Di level praktis-operasional, parpol baru seharusnya
menampilkan diferensiasi platform, kebijakan, dan branding (partai) untuk
memikat massa. Kuncinya terpantul pada pembauran 3M: metode (method), bahan
baku (materials), pasar (market). Di sini menyangkut strategi-taktik, mengolah
bahan baku berupa ide, program, narasi, manajemen isu, lalu pemasaran politik.
Kalau semua modal itu melekat erat di parpol baru,
maka PT 4 persen bisa ditaklukkan. Sungguh berat, tapi patut dicoba. Ceruk
elektoral yang dapat dirangkul juga adalah generasi milenial, sebagai pemilih
dominan di pemilu 2024 nanti. Kalau dirangkum, modal itu jadi semacam kunci 9M:
Man, Machine, Money, Method, Materials, Market, Media, Mass, Millennial.

Kumpulan Tugas:
(a) Sebutkan ketiga unsur pembauran 3M yang disebut dalam kutipan tentang partai politik baru, lengkap dengan istilah Inggrisnya.
(b) Tuliskan lanjutan kutipan tentang partai politik baru ini, mulai setelah kalimat terakhirnya.

(Entri penunjukan dan pelabelan)
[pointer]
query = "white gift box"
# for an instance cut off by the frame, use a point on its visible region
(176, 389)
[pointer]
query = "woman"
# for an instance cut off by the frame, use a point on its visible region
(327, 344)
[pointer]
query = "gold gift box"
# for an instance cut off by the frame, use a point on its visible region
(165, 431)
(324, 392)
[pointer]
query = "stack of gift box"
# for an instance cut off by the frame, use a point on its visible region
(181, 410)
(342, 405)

Jawaban Tugas:
(a)
- metode (method)
- bahan baku (materials)
- pasar (market)

(b)
Untuk mengaplikasikan kunci 9M itu, perlu komunikasi
pemasaran politik yang terpadu dan terintegrasi. Mengacu pada buku “Mengelola
Komunikasi Politik: Sebuah Pengantar ke Politik Praktis (2018)”, bentuk
komunikasi politik di zaman modern mengadopsi bagaimana mekanisme pemasaran
bekerja untuk mempromosikan sesuatu.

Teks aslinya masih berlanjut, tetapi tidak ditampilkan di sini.